Selected excerpt –
How to make a parallel book for language learning. Part 1. Python and Colab version
This is a second article on making parallel books. Today we will use the more advanced tool which will bring rich UI functionality. Lingtrain Alignment Studio is a web application written on Vue and Python. The main purpose of it is to extract the parallel corpora from two raw texts and make a bilingual (or even multilingual) parallel book. This is an open-source project and I will be glad to hear all of your bright ideas. Links to the sources and our community contacts can be found below. Los geht's!
Setup
The app is packed into the docker container. It's a simple technology to deploy your stuff anywhere from the server to your local machine. It's available across all the operating systems. So at first, you need a docker installed locally. Then you need to run two simple commands. The first will download the container:
docker pull lingtrain/aligner:v4
And the second one will run the application:
docker run -v C:\app\data:/app/data -v C:\app\img:/app/static/img -p 80:80 lingtrain/aligner:v4
C:\app\data and C:\app\img — your local folders.

Brief A –
According to the parallel-book article, what is Lingtrain Alignment Studio written in?

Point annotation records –
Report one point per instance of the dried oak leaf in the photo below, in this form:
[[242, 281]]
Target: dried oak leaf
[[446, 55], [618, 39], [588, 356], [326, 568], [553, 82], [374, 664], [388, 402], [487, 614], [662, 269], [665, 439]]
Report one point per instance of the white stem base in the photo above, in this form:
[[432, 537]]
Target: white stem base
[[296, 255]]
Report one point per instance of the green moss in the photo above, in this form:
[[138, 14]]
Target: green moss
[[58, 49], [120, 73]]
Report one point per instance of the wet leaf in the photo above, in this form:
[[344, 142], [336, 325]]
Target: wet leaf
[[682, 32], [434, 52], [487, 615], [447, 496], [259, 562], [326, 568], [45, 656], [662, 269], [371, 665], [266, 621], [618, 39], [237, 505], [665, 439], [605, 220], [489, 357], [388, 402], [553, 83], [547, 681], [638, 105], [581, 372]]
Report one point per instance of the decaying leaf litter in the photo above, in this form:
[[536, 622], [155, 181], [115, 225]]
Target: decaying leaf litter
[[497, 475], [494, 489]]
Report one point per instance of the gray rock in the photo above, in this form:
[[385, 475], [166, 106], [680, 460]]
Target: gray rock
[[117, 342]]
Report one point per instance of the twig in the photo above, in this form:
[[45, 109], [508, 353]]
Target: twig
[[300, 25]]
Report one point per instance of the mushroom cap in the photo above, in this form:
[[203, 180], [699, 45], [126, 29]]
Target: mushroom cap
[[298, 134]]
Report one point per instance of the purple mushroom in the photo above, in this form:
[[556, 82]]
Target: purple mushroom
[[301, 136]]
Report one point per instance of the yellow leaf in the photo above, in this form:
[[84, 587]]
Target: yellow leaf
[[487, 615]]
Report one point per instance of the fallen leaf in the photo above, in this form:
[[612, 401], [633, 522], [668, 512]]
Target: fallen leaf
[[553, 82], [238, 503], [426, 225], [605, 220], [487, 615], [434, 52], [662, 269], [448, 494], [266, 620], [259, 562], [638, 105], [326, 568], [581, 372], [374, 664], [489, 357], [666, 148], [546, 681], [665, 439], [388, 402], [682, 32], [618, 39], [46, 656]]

Brief B –
Scale the listing from its start through the line containing "[[296, 255]]", both ends included. Reproduce every line, requests included, but multiply each coordinate in the answers by 0.55 and round to whole numbers, halves up. Leave the coordinates in the requests' format samples unchanged, and give only these lines.

Worked solution A –
Vue and Python.

Worked solution B –
Report one point per instance of the dried oak leaf in the photo below, in this form:
[[242, 281]]
Target: dried oak leaf
[[245, 30], [340, 21], [323, 196], [179, 312], [304, 45], [206, 365], [213, 221], [268, 338], [364, 148], [366, 241]]
Report one point per instance of the white stem base in the photo above, in this form:
[[432, 537]]
Target: white stem base
[[163, 140]]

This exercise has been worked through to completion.